__Written exercise__. Rewrite the listing from the line with "Tag small square window in this screenshot." to the line with "Tag curved tower surface in this screenshot.", replacing "shutter" with "blind" and leaving everything else unchanged. Return only those lines.

__Extracted records__.
## begin

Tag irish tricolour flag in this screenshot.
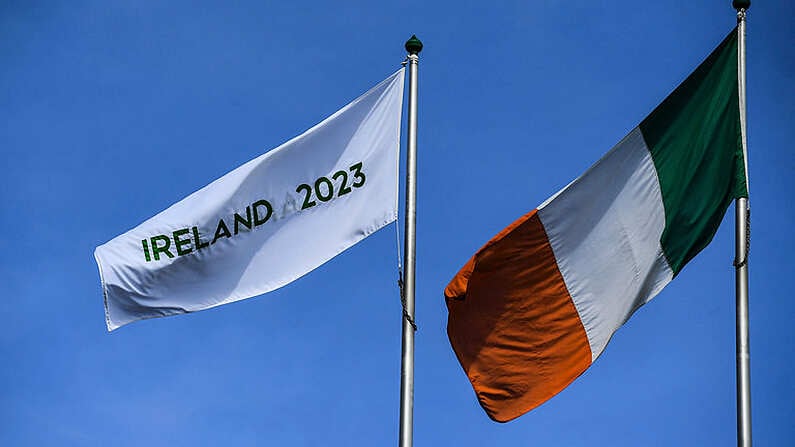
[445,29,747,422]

## end
## begin

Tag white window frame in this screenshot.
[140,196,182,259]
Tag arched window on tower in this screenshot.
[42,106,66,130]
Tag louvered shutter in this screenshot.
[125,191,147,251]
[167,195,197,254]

## end
## begin

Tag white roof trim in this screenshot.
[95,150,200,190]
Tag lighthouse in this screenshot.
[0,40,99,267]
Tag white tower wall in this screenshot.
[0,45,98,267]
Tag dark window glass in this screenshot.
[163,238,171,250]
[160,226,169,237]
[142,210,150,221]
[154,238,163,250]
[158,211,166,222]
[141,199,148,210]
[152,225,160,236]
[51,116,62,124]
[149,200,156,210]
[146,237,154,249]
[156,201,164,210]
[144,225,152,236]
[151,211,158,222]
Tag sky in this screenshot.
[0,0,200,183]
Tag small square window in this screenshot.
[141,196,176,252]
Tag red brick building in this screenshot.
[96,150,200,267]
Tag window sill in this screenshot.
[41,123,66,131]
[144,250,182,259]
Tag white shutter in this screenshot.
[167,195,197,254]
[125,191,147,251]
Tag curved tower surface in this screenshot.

## end

__Task response__.
Tag small square window in this screenshot.
[141,196,176,252]
Tag red brick building in this screenshot.
[96,150,200,267]
Tag window sill in this screenshot.
[41,123,66,131]
[144,250,182,259]
Tag white blind in this screenshot.
[167,195,197,254]
[125,191,147,251]
Tag curved tower surface in this screenshot.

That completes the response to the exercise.